- [TASK] Count every line in the entries that follow where the word "faint" appears, then state only the total.

____________________

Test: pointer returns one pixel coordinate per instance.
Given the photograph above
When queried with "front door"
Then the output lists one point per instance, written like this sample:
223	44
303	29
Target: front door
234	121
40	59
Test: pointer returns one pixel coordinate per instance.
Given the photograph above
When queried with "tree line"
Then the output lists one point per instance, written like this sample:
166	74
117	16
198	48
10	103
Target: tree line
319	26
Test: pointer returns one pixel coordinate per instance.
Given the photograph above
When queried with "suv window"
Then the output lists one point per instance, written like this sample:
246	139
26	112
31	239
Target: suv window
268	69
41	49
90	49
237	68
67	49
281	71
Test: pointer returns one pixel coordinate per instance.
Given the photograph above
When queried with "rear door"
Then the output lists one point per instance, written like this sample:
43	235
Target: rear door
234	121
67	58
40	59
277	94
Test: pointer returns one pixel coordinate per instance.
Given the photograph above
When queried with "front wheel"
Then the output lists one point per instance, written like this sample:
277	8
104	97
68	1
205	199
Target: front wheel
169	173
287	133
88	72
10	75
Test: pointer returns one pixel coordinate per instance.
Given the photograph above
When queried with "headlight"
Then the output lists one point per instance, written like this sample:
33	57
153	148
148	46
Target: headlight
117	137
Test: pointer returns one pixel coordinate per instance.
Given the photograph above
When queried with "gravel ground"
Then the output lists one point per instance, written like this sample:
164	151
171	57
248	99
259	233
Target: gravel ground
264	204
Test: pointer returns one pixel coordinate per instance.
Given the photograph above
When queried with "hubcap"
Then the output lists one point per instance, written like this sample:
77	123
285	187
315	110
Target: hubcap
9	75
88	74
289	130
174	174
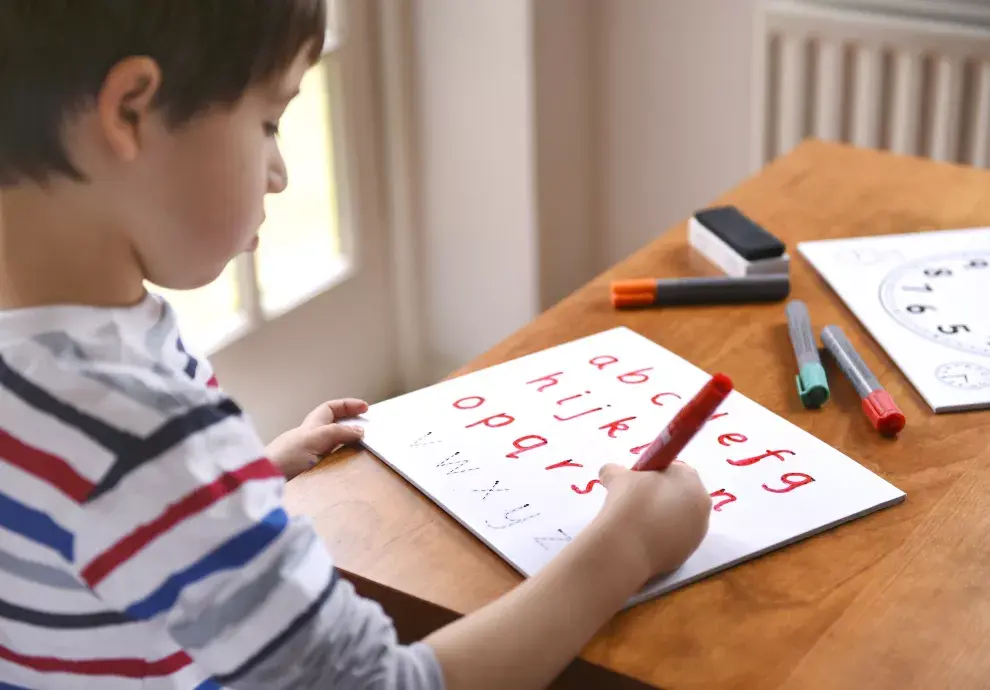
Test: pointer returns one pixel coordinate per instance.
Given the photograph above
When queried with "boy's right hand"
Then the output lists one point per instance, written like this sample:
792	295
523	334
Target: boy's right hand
662	515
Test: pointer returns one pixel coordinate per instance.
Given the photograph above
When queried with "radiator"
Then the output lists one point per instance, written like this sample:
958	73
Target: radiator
913	86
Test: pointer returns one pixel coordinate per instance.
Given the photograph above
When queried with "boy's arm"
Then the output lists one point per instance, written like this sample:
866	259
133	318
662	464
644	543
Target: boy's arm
196	539
526	638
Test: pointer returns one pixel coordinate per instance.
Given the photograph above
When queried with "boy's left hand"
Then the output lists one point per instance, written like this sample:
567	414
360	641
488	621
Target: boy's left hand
298	449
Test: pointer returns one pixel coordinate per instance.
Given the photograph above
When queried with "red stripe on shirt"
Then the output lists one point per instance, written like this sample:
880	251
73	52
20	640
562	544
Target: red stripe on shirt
129	668
195	502
46	467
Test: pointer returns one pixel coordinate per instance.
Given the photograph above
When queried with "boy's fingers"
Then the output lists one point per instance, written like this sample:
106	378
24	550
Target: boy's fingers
346	407
324	439
334	410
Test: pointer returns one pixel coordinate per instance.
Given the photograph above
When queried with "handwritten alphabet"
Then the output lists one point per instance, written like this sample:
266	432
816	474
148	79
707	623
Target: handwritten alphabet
489	491
571	409
790	483
455	464
565	463
424	440
725	496
549	379
617	426
756	458
564	537
512	521
521	445
495	421
587	489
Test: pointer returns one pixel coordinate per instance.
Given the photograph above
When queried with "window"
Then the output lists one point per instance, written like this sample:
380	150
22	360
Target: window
299	252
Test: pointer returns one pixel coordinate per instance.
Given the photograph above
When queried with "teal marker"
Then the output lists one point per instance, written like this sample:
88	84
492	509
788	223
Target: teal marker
811	380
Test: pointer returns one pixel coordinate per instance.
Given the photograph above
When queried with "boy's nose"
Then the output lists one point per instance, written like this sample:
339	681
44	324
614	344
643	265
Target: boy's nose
278	177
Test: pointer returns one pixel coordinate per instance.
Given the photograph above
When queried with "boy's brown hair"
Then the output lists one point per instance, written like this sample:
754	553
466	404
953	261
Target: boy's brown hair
55	55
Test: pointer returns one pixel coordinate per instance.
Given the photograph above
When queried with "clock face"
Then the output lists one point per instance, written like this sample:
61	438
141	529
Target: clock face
965	375
943	298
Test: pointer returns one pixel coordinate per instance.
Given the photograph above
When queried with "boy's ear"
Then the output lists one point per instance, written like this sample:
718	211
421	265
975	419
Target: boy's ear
125	103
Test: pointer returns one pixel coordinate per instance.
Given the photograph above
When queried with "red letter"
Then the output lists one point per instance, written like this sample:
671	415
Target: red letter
573	397
587	489
487	421
726	439
791	484
635	376
580	414
551	380
656	397
566	463
617	426
520	448
756	458
603	361
728	498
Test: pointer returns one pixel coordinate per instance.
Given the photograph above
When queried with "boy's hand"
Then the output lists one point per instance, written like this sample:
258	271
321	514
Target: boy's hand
298	449
663	515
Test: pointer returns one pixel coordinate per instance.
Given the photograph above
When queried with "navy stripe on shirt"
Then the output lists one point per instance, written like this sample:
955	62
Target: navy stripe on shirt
36	526
270	648
171	434
111	438
43	619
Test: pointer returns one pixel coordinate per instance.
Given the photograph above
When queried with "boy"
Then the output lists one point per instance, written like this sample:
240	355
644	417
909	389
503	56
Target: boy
142	539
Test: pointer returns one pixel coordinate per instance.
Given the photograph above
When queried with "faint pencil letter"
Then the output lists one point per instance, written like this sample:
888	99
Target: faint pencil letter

____________________

- [SOLVED PROBLEM] 2